(Region pointing data)
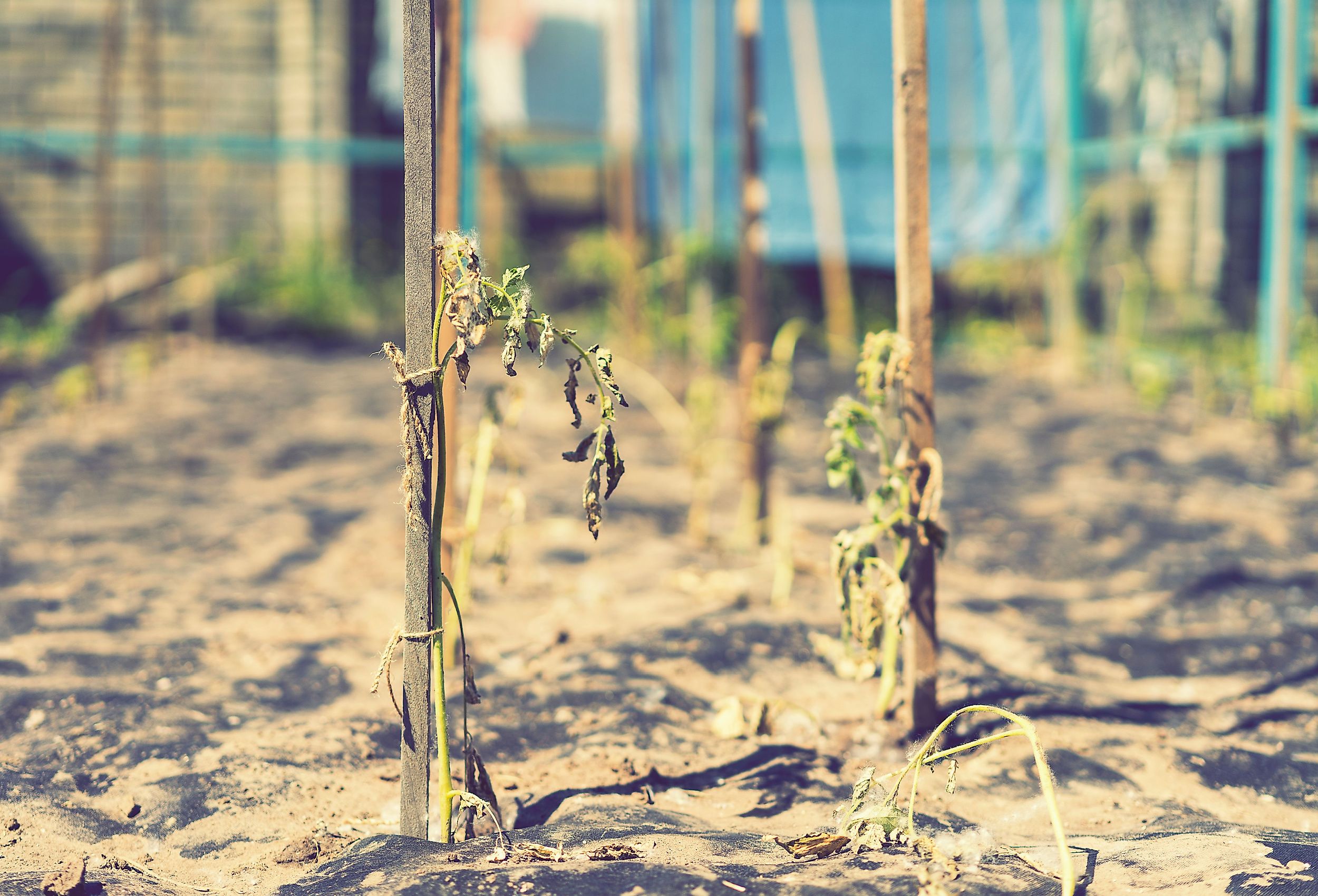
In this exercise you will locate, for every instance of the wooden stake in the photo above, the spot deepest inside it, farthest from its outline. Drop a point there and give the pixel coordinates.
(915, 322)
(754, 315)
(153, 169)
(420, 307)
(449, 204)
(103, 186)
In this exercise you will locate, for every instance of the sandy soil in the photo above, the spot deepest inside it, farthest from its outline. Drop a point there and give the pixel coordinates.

Task details »
Output every entry exactly as given; pictures are not part of the copy.

Solution for this exercise »
In this exercise you will locate, for every instance of the wooden stake in the photo above, the spot deepest inside it, farthest from its outline. Drop a point there and give the pixel coordinates.
(915, 322)
(754, 315)
(153, 169)
(420, 307)
(449, 204)
(103, 186)
In this exercise you will locate, for every instance of the sandy soil in the photo above, the spot deepest inside it, farthest from its outline. Drop a point there and give the pixel coordinates.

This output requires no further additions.